Omit the pictures and return every entry exactly as written.

**Records of labeled points**
*****

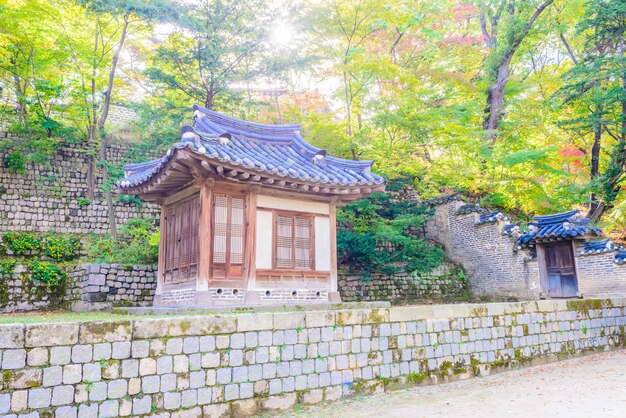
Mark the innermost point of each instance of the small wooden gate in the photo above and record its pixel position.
(561, 271)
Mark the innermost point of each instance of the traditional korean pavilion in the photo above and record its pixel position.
(248, 213)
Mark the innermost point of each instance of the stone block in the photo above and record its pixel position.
(60, 355)
(189, 398)
(121, 350)
(117, 388)
(254, 322)
(204, 396)
(50, 334)
(142, 405)
(288, 320)
(14, 359)
(109, 408)
(19, 400)
(279, 403)
(62, 395)
(5, 403)
(11, 336)
(105, 332)
(191, 345)
(220, 410)
(97, 391)
(171, 400)
(147, 366)
(88, 411)
(140, 349)
(39, 398)
(313, 397)
(231, 392)
(82, 353)
(66, 412)
(184, 326)
(52, 376)
(318, 319)
(37, 356)
(102, 351)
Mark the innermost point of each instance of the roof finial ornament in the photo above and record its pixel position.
(319, 158)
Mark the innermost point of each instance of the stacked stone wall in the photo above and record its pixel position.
(239, 365)
(494, 267)
(599, 275)
(445, 282)
(488, 257)
(88, 287)
(53, 197)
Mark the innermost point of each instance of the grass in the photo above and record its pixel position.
(69, 316)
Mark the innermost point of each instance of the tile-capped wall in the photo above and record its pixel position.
(445, 282)
(494, 266)
(89, 287)
(52, 198)
(240, 364)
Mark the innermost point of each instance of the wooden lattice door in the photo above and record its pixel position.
(294, 242)
(228, 236)
(181, 241)
(562, 280)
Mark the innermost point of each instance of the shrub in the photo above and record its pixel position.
(49, 274)
(6, 270)
(15, 162)
(61, 247)
(21, 243)
(136, 244)
(379, 234)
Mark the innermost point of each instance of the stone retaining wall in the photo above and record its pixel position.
(446, 281)
(102, 286)
(238, 365)
(89, 287)
(53, 198)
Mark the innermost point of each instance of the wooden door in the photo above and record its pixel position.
(562, 281)
(181, 241)
(228, 236)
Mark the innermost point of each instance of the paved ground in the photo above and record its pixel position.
(592, 386)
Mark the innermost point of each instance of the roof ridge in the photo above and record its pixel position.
(226, 120)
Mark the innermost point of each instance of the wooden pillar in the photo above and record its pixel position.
(162, 254)
(334, 293)
(205, 237)
(250, 248)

*****

**RESULT OF THE EXERCISE**
Mark the innermost point of each instance of the small wooden gate in the photo above and record its pixel position.
(561, 271)
Mark the innermost point of each instance of the traditional korean pavilion in the photo above and record its pixel position.
(248, 213)
Mark the innermost point of each instance of the stone block in the photo above and record its pixel position.
(60, 355)
(189, 398)
(121, 350)
(117, 388)
(254, 322)
(204, 396)
(50, 334)
(142, 405)
(288, 320)
(14, 359)
(109, 408)
(19, 400)
(279, 403)
(62, 395)
(5, 403)
(11, 336)
(105, 332)
(191, 345)
(220, 410)
(97, 391)
(171, 400)
(147, 366)
(88, 411)
(140, 349)
(39, 398)
(313, 397)
(231, 392)
(82, 353)
(66, 412)
(184, 326)
(52, 376)
(318, 319)
(37, 356)
(102, 351)
Mark the innermost point of each instance of the roof finial ornament in the photo above and record its pixel position.
(319, 158)
Mark the innermost point of each instance of the stacked stone wall in the photo above and record its pixel position.
(239, 365)
(494, 267)
(599, 275)
(445, 282)
(488, 257)
(88, 287)
(53, 197)
Mark the innermost point of each instance of the grass in the photo above and record its pixel position.
(69, 316)
Mark the innermost point of each instance of the tile-capped wall in the photo above and record its pixel position.
(445, 282)
(494, 266)
(89, 287)
(52, 198)
(240, 364)
Mark the innermost point of each instance of the wooden lattice door in the photo above and record its pixel position.
(294, 242)
(228, 236)
(181, 241)
(562, 280)
Mark the innermost point of each instance of the shrub in the photo above and record its pixel position.
(49, 274)
(6, 270)
(15, 162)
(61, 247)
(21, 243)
(136, 244)
(379, 234)
Mark the innermost point of each instance of the stone retaining wall in the photo above and record its pixel position.
(446, 281)
(102, 286)
(238, 365)
(89, 287)
(53, 198)
Mark the innermost point of each instance of the wooden door in the photo above and record its pixel position.
(562, 281)
(181, 241)
(228, 236)
Mark the innermost point of each instance of the paved ground in the photo above and record its pixel position.
(592, 386)
Mark the innermost point of each instance of the roof ridge in the photo above and record its pixel position.
(226, 120)
Mark the innermost point of each instance of the wooden pillar in the photo above and record its pixel position.
(162, 254)
(334, 293)
(205, 237)
(250, 248)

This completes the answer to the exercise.